• [WORK TASK] Return exactly the line that contains "Would you mind indicating the celtic" and all lines beneath it in the entries, through the very last one.

Extracted records:
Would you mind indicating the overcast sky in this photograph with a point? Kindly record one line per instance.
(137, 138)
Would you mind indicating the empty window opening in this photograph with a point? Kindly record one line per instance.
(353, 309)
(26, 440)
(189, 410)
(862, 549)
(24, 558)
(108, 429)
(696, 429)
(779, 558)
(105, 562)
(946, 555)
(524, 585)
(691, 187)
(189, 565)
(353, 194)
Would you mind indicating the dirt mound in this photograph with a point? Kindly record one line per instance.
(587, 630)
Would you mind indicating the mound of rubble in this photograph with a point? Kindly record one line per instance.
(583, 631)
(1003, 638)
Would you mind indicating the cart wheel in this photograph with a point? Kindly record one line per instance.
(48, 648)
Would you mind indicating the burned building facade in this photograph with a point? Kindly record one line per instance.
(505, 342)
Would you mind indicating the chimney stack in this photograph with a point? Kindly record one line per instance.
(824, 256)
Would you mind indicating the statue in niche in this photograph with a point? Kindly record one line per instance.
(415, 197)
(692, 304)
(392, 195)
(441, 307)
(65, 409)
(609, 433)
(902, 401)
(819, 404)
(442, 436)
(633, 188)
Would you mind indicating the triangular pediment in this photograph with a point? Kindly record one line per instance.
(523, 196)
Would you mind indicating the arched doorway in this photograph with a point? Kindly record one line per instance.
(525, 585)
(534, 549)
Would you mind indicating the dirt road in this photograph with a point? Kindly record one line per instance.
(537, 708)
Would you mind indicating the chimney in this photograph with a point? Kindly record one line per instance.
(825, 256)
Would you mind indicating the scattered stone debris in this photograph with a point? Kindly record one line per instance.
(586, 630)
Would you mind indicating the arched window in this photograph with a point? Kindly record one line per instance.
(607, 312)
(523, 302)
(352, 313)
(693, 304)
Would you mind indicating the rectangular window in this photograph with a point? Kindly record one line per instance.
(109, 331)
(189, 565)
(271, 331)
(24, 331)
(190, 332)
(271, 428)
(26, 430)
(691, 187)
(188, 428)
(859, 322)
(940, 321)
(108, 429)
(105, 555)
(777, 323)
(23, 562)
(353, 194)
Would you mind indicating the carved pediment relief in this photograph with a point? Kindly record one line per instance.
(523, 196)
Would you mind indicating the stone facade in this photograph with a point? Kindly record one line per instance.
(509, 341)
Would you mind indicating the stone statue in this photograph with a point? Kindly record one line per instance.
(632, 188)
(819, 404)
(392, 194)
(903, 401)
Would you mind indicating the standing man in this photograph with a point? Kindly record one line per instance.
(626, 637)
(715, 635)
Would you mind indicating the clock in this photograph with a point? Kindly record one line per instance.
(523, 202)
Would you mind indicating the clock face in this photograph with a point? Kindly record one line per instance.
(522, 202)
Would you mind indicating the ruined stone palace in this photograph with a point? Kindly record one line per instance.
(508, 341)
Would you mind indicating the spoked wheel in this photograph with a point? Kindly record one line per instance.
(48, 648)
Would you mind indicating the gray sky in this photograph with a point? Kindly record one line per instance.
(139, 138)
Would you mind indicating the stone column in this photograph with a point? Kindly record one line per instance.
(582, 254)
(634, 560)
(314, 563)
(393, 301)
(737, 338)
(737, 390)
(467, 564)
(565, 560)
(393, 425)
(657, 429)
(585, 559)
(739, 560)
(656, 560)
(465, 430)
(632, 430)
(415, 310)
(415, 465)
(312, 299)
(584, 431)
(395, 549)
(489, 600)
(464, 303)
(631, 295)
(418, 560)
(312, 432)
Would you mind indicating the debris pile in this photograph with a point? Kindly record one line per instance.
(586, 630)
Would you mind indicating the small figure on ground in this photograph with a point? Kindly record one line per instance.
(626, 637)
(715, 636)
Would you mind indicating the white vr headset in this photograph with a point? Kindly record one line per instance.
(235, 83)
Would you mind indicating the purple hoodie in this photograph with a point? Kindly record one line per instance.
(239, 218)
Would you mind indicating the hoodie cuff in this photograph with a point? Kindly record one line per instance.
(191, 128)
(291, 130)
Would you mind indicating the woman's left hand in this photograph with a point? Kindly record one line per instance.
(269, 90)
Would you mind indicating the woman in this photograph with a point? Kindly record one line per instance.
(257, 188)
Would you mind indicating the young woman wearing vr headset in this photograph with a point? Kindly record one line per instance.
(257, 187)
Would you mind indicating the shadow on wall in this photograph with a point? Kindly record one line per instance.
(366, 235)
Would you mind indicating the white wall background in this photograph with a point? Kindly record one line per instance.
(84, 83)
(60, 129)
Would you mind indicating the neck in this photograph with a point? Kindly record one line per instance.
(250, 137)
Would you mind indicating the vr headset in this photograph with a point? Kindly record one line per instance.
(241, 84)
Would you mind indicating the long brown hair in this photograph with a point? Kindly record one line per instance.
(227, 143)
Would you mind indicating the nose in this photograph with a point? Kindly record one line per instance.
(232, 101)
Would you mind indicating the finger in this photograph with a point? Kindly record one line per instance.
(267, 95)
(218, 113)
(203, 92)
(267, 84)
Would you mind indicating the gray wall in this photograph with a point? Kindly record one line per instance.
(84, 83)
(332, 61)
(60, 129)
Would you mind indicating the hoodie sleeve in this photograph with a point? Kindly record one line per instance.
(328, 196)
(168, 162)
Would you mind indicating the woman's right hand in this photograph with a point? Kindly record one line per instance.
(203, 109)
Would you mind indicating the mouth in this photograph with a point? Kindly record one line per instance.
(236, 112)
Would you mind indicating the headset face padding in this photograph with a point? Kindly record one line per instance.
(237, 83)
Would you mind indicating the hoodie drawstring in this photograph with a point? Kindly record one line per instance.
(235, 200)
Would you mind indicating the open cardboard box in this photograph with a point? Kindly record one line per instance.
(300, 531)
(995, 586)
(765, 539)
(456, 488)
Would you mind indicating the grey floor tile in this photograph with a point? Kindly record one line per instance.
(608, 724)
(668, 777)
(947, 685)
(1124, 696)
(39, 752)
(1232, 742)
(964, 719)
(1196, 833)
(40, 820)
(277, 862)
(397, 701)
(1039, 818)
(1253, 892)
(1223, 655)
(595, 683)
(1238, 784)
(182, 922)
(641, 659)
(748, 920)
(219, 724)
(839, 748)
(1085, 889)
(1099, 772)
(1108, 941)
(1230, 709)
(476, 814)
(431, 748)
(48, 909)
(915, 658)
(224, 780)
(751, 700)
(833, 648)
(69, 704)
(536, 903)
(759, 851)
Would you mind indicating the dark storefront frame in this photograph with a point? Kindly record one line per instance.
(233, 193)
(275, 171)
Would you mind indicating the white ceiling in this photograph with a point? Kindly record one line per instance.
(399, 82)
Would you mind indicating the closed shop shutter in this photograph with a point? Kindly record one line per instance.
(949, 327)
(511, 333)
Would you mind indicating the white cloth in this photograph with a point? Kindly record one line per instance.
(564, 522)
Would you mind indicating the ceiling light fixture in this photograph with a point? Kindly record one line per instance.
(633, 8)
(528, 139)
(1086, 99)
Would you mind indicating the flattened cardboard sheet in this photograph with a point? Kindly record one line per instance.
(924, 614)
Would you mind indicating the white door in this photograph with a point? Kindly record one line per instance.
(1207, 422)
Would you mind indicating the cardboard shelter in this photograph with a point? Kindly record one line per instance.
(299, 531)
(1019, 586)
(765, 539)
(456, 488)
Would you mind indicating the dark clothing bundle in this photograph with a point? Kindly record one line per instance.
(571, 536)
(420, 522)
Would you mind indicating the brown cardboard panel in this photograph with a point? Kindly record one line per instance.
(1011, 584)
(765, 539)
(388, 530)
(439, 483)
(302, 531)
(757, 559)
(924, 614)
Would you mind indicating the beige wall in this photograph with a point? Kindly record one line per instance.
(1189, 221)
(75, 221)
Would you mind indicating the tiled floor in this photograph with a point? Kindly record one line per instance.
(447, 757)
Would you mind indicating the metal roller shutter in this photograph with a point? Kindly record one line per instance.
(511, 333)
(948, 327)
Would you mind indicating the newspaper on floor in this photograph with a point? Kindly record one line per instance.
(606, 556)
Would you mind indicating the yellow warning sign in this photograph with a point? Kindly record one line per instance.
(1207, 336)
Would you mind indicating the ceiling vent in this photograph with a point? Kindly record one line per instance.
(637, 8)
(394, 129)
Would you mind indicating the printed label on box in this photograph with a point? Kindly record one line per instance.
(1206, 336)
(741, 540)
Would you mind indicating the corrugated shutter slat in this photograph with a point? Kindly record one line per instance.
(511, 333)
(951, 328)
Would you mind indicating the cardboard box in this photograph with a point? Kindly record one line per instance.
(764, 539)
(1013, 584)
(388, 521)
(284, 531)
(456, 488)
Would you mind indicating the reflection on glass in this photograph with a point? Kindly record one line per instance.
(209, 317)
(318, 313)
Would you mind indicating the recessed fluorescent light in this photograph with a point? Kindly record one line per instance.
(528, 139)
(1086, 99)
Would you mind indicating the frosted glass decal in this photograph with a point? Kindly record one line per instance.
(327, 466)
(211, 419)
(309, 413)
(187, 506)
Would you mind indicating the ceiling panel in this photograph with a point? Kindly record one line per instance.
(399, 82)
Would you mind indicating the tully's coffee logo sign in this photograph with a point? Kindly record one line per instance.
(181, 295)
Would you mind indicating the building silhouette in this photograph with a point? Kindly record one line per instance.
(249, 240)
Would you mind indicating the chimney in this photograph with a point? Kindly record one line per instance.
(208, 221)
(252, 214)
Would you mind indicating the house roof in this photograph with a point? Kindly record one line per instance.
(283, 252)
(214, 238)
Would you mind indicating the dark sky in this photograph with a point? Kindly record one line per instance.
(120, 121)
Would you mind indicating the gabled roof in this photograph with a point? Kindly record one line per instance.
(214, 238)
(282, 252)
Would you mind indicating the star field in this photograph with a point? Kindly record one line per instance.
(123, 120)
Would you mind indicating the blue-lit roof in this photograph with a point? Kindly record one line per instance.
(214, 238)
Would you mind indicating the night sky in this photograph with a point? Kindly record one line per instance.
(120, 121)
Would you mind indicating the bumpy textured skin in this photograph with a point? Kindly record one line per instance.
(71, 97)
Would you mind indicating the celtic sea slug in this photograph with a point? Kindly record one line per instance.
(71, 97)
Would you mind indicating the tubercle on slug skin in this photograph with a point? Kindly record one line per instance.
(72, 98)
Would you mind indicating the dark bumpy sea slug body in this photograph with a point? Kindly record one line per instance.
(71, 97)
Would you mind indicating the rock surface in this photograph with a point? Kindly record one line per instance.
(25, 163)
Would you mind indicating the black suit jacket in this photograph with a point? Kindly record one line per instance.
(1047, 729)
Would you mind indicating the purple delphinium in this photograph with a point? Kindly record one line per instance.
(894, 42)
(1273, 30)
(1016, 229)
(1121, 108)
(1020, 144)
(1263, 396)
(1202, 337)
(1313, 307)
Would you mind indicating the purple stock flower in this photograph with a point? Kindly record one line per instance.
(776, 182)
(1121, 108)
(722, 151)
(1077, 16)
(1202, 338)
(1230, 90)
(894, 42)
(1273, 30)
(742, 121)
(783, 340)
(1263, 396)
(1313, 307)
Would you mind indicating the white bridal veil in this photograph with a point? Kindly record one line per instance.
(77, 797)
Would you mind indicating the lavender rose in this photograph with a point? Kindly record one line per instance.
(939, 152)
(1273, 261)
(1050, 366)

• [WRITTEN REPLY]
Would you mind indicating the celtic sea slug in this photograph with a point? Kindly record one line per instance.
(71, 97)
Would you mind indicating the tubercle on slug skin in this photograph with a point? Kindly record one line per instance.
(72, 98)
Would you mind indicating the dark bumpy sea slug body in this photograph with a point? Kindly record one line per instance.
(71, 97)
Would you mind indicating the rock surface in this photograph with a point? Kindly record one line per instance.
(25, 163)
Would you mind indicating the black suit jacket in this photograph with a point? Kindly record one line per instance.
(1047, 729)
Would you mind indicating the purple delphinium in this photograph with a point? Kindly record one line per instance.
(894, 42)
(1273, 30)
(1016, 229)
(1121, 108)
(1020, 144)
(1263, 396)
(1202, 337)
(1313, 307)
Would you mind indicating the purple stock flower in this photograph with a point? Kindly record one line per instance.
(776, 182)
(1121, 108)
(722, 151)
(1077, 16)
(1202, 338)
(1230, 90)
(894, 42)
(1273, 30)
(742, 121)
(783, 340)
(1263, 396)
(1313, 307)
Would you mind indicating the white bridal veil in this photograph with a point? Kindly record one line per instance.
(77, 797)
Would you mind indicating the lavender rose in this photograph with a point? Kindly record one line per instance.
(939, 152)
(1273, 261)
(1050, 366)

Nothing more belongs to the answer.